THE TASK: All of the data must be printed exactly; please include every line.

PROVIDED RECORDS:
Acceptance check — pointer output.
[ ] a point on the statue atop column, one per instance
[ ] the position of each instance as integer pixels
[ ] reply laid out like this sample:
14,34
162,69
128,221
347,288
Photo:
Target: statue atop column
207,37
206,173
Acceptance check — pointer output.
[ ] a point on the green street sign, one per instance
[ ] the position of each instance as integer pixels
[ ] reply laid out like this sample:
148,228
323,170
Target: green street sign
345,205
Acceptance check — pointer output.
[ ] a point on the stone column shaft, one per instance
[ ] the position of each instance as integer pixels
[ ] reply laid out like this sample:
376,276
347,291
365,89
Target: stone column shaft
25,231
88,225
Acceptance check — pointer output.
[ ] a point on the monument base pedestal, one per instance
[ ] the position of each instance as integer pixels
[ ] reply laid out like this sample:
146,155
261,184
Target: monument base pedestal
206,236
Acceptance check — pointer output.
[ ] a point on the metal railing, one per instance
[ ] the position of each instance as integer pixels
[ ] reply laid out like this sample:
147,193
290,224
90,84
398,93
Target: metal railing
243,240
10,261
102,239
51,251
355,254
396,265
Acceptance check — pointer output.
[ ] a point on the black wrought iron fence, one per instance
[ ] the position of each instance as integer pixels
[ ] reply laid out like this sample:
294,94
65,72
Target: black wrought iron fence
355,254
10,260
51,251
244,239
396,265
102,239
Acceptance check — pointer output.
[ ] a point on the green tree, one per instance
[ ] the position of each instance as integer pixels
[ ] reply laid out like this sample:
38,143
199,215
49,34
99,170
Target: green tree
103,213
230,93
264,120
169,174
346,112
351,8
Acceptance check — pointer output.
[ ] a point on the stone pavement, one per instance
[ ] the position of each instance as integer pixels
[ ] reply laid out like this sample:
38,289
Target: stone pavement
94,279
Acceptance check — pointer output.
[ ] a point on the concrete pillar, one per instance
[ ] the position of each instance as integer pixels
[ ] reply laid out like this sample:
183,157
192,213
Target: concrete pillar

REPLY:
Acceptance check — pointer output.
[ ] a point on the statue atop column, one per instance
[ ] the position of each instance as integer pixels
[ ] reply laid out like this sample:
14,34
162,69
128,221
347,288
Photo:
Target: statue atop column
207,37
206,173
Acceptance check — pointer output.
[ ] a point on the green street sign, one per instance
[ ] the position of each instance as integer pixels
[ ] reply laid out like this sample:
148,228
323,170
Target: green street sign
345,205
Acceptance check — pointer output.
[ ] a point on the stone column shaft, one per instance
[ ] the position of each instance as integer pixels
[ ] reply laid out like this sample:
376,276
347,291
365,89
Target: stone column shaft
25,231
88,225
Acceptance check — pointer output.
[ ] a point on the monument base pedestal, one per instance
[ ] the position of each instance as integer pixels
[ ] reply laid out like this sample:
146,155
261,184
Target: monument base pedestal
206,236
Acceptance check — pointer output.
[ ] a point on the metal railing, one per instance
[ ] the position of each instance as integer pixels
[ ] reply laid out like this sample:
147,193
290,224
90,84
398,93
Target: metal railing
243,240
10,261
102,239
51,251
355,254
396,265
Acceptance check — pointer output.
[ ] a point on the black wrought iron fence, one per instance
[ ] the position of each instance as integer pixels
[ ] reply laid out like this sample:
294,94
65,72
Target: black wrought iron fence
355,254
10,260
51,251
244,239
396,265
102,239
Acceptance check — pointer output.
[ ] a point on the green tree, one per instance
[ ] the position of each instance as integer pixels
[ ] reply laid out like this sample:
38,143
199,215
49,34
99,170
Target: green tree
103,213
230,93
264,120
169,174
346,112
351,8
Acceptance check — pointer output.
[ ] a point on the stone pavement, one per instance
[ ] the position of each instance as integer pixels
[ ] reply laid out like this sample:
38,289
Target: stone pavement
94,279
Acceptance check — pointer output.
[ ] a point on the concrete pillar, one per instance
[ ] the position of each instance as integer pixels
[ ] reply laid out like this sample:
183,157
192,213
Target: concrete pillar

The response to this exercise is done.